Written exercise:
The required output consists solely of the lines from the line containing "Reviewer note: every instance of the brown" through the end of the records, copied exactly.

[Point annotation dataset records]
-------

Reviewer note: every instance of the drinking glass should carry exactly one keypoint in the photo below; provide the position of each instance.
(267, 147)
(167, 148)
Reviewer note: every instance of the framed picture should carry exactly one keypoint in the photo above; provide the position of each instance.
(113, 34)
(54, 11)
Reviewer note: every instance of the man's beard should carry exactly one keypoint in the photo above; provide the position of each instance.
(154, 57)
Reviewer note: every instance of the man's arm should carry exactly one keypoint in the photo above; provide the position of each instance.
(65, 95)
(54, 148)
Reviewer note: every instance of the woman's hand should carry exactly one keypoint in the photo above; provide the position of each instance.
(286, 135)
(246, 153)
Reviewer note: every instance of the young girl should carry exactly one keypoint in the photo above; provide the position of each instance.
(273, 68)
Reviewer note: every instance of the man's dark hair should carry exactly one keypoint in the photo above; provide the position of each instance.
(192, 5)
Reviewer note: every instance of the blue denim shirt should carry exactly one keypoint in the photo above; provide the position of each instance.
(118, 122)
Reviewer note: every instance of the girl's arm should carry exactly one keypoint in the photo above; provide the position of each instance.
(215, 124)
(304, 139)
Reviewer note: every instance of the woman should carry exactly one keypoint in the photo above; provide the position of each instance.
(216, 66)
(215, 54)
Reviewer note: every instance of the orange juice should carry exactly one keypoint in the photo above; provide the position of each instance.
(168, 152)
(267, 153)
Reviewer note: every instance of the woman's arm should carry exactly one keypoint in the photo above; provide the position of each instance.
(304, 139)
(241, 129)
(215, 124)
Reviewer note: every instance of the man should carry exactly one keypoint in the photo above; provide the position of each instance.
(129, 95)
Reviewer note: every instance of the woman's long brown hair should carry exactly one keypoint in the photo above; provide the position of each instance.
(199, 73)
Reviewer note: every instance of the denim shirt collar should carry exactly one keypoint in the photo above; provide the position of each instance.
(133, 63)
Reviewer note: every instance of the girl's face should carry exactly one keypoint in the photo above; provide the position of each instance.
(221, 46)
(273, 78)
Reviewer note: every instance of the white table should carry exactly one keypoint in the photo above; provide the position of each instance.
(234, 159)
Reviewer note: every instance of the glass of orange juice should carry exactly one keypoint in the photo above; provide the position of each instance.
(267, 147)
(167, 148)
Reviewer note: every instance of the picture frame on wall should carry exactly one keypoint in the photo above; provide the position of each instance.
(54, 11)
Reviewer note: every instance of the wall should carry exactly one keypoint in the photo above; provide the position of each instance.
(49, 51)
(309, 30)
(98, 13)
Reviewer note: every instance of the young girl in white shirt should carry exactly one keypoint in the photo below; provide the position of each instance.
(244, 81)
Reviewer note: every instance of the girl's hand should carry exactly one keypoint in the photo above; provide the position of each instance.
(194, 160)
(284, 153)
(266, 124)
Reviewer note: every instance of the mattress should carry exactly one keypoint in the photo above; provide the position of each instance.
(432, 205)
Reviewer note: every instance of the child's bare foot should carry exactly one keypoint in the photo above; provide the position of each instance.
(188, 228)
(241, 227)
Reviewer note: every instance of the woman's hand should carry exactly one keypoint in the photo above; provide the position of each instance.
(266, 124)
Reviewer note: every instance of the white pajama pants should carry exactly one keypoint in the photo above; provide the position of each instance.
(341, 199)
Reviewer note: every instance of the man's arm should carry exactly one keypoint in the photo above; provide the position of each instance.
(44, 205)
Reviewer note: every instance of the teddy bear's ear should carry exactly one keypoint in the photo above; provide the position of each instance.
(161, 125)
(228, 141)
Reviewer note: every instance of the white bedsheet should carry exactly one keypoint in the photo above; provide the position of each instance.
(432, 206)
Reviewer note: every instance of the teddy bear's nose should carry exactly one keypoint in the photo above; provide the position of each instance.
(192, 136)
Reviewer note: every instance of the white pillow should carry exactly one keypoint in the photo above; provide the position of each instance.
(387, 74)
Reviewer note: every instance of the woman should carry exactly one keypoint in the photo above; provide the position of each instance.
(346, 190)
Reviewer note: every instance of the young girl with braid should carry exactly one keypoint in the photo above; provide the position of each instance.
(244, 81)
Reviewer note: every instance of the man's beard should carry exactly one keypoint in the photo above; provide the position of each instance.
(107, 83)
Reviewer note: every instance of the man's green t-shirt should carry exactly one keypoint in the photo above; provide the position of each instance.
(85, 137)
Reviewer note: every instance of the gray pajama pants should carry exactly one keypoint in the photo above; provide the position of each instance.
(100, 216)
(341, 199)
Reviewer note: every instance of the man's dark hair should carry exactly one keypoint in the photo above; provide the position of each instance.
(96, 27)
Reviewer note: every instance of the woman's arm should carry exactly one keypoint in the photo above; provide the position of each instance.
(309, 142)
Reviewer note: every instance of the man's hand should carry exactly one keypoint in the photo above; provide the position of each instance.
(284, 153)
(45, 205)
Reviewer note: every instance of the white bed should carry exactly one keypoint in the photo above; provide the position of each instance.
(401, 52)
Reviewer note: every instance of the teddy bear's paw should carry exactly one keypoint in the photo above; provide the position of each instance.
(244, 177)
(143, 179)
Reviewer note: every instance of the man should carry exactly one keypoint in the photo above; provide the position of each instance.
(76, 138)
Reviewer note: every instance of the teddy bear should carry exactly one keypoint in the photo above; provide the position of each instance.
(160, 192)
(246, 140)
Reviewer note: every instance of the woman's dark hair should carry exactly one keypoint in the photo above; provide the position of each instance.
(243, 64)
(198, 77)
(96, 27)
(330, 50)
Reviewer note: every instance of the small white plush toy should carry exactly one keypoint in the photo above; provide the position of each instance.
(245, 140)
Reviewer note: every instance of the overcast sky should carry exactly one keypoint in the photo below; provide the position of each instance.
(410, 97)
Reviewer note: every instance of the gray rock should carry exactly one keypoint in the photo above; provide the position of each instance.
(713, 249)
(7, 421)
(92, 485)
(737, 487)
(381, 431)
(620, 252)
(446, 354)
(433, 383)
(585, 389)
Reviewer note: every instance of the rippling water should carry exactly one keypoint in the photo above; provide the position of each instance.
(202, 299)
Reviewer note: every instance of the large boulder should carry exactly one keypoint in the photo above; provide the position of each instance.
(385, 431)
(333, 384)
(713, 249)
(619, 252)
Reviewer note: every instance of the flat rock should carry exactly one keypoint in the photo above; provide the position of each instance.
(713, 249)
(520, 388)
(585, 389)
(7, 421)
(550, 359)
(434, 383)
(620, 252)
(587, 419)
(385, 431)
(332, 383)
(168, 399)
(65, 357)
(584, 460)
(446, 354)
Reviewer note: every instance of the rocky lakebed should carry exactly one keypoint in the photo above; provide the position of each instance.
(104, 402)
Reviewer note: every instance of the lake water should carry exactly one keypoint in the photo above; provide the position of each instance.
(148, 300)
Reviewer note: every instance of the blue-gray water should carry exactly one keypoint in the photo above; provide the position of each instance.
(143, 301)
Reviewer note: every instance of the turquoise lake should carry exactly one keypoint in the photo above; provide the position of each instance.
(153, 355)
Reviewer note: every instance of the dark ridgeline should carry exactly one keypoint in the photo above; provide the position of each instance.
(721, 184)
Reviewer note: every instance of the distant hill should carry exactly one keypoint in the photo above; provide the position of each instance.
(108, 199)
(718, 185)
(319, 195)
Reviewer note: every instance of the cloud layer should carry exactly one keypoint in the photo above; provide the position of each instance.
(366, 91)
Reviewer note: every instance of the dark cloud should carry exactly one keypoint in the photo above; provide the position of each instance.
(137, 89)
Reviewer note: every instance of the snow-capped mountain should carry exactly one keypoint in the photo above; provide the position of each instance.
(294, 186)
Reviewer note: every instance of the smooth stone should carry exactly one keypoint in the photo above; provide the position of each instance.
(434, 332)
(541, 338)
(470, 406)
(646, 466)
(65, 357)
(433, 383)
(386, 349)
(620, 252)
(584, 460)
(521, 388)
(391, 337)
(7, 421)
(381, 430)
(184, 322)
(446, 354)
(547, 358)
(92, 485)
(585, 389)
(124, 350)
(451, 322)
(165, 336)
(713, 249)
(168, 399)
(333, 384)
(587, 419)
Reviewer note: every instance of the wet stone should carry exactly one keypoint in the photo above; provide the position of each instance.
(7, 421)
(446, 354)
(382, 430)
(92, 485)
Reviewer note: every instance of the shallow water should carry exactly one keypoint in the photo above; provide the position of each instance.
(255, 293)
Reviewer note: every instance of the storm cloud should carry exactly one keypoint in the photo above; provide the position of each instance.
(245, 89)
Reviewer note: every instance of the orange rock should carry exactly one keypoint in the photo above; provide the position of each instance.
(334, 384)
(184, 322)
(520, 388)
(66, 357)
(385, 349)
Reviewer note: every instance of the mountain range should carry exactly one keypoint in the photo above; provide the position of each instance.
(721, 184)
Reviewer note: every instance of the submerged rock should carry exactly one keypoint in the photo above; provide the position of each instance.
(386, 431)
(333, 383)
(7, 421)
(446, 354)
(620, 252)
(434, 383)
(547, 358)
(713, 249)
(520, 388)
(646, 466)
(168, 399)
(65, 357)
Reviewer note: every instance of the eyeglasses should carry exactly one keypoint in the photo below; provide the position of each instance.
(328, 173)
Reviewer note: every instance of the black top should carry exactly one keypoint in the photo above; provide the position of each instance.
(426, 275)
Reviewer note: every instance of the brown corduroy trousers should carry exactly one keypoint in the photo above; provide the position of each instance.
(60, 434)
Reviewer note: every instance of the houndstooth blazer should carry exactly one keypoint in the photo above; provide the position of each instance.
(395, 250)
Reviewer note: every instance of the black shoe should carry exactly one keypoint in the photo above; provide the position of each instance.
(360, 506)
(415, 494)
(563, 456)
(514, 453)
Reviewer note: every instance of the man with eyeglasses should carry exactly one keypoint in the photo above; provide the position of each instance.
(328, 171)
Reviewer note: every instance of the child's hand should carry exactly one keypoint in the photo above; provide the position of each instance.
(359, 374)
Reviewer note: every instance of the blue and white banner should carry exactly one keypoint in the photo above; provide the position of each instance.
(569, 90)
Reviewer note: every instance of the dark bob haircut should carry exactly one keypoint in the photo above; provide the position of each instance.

-------

Completed exercise:
Reviewer note: every instance of the brown corduroy trousers should carry exactly one keypoint in the photo above; provide the position of each instance.
(60, 434)
Reviewer note: every instance of the houndstooth blazer should carry exactly one keypoint in the photo above; provide the position of each instance.
(395, 250)
Reviewer note: every instance of the black shoe should carry exactly one keypoint in the photo above; provide the position of each instance.
(360, 506)
(415, 494)
(563, 456)
(514, 453)
Reviewer note: every instance of the man with eyeglasses should carry exactly one keypoint in the photo above; provide the position of each instance.
(328, 171)
Reviewer note: every instance of the child's hand should carry exactly one keypoint in the photo above; provide the position of each instance.
(359, 374)
Reviewer note: every instance of the blue and white banner should carry exactly one keypoint in the photo above; provide the position of each instance.
(569, 90)
Reviewer note: every instance of the dark bob haircut should carry exactly one keypoint in the photo above; provide the position of each instance.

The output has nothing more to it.